### Given entries ###
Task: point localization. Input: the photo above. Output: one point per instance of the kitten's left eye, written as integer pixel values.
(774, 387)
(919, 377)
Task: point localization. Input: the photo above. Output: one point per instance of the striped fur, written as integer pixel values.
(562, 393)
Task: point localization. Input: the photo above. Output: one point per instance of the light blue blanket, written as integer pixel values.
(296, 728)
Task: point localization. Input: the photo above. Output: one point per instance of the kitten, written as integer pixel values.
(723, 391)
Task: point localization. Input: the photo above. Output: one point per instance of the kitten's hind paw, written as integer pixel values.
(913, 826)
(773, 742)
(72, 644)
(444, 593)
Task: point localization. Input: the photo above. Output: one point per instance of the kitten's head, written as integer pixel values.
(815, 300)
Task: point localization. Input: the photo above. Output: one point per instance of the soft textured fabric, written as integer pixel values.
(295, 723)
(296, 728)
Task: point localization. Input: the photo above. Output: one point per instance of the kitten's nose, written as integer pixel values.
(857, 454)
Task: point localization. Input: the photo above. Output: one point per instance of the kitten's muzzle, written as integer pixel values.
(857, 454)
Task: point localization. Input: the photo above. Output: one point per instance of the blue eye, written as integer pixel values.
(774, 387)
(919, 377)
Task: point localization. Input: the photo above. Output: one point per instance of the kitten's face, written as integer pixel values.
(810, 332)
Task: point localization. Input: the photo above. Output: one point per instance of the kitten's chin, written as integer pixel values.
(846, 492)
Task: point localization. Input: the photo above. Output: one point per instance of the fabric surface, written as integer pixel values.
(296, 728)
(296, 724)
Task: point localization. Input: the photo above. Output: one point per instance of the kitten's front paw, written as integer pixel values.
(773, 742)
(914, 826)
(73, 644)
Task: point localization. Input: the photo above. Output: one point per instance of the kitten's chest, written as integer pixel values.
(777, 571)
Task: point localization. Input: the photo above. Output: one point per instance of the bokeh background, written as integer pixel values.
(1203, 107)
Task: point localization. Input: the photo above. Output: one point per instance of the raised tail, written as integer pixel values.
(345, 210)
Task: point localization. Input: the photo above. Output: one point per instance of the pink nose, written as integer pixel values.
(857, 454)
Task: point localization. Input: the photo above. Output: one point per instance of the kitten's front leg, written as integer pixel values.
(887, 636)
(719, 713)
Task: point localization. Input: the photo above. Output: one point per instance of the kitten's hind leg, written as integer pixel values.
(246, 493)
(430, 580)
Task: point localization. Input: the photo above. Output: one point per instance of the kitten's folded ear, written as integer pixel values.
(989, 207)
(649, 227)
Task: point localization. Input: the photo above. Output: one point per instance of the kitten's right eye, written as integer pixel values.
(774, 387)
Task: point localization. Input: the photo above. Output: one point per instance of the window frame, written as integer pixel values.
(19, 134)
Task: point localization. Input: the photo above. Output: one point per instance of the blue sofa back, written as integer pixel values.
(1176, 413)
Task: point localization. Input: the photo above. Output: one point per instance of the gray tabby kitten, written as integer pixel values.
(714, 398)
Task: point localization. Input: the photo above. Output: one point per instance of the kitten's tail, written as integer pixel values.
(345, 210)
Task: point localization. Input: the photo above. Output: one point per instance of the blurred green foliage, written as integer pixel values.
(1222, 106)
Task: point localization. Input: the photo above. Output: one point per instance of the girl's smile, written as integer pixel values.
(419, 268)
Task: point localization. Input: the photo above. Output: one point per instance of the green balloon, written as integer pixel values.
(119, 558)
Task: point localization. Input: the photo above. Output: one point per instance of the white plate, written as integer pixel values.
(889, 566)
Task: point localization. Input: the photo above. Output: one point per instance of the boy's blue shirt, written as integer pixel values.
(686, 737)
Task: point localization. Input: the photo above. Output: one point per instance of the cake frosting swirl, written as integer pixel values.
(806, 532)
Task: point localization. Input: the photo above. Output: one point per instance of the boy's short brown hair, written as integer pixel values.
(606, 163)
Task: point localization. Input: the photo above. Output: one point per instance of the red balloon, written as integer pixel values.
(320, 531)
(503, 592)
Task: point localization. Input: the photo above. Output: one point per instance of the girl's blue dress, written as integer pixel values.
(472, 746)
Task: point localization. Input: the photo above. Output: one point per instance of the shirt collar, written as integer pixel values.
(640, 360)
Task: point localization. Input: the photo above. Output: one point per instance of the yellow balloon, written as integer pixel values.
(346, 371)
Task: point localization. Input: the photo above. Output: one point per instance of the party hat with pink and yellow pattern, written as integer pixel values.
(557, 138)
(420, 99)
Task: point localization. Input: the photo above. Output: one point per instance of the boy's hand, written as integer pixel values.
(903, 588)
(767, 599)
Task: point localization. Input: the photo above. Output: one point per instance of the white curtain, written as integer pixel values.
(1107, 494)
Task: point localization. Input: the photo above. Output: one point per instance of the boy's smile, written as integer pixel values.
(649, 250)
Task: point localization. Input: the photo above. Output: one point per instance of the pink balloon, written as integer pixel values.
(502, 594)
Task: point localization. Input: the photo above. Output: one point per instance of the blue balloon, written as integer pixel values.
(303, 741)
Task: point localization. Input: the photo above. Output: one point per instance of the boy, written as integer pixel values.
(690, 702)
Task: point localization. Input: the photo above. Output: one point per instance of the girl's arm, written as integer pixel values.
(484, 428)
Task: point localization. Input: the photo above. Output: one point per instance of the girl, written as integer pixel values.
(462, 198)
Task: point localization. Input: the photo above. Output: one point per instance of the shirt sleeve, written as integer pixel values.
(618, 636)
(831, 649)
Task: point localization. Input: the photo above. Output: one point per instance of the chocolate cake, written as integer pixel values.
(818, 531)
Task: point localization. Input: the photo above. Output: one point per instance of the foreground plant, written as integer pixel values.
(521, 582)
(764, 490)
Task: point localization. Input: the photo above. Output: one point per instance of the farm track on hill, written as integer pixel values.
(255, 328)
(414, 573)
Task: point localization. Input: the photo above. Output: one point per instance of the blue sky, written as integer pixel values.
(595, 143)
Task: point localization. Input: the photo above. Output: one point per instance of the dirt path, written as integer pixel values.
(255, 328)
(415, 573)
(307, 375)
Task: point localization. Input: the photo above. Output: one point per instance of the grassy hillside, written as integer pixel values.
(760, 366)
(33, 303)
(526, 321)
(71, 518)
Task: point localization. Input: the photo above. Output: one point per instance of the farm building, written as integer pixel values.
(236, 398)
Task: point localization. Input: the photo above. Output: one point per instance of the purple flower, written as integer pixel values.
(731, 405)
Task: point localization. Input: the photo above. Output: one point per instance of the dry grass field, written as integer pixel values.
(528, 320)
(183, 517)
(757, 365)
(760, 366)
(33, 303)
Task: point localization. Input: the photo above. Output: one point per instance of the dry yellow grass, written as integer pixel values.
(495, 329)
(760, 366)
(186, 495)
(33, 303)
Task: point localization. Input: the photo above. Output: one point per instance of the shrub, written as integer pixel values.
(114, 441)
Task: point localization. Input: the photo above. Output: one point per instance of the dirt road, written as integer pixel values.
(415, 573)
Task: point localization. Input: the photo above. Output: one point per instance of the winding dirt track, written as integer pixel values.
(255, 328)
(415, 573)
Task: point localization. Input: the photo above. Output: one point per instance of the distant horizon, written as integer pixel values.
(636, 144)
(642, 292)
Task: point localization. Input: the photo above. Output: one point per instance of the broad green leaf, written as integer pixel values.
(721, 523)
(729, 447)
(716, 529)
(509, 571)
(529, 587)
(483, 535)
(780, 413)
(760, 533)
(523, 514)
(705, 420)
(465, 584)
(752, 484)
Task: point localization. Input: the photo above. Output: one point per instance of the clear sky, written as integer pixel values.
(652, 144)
###
Everything from the line with "horizon, written as integer pixel values." to the end of the listing above needs to be duplicated exactly, both end lines included, with nothing more.

*The output*.
Task: point localization. Input: the photo above. Output: one point per instance of the distant horizon, written as integer pixel values.
(636, 144)
(642, 292)
Task: point localization. Input: the photo above. Output: one point per instance of the broad green leaf, written as integer pixel values.
(721, 523)
(729, 447)
(716, 529)
(509, 571)
(529, 587)
(483, 535)
(780, 413)
(760, 533)
(523, 514)
(705, 420)
(465, 584)
(752, 484)
Task: point localization. Input: the photo above. Output: one point per instance of the clear sky, written as integer pixel values.
(652, 144)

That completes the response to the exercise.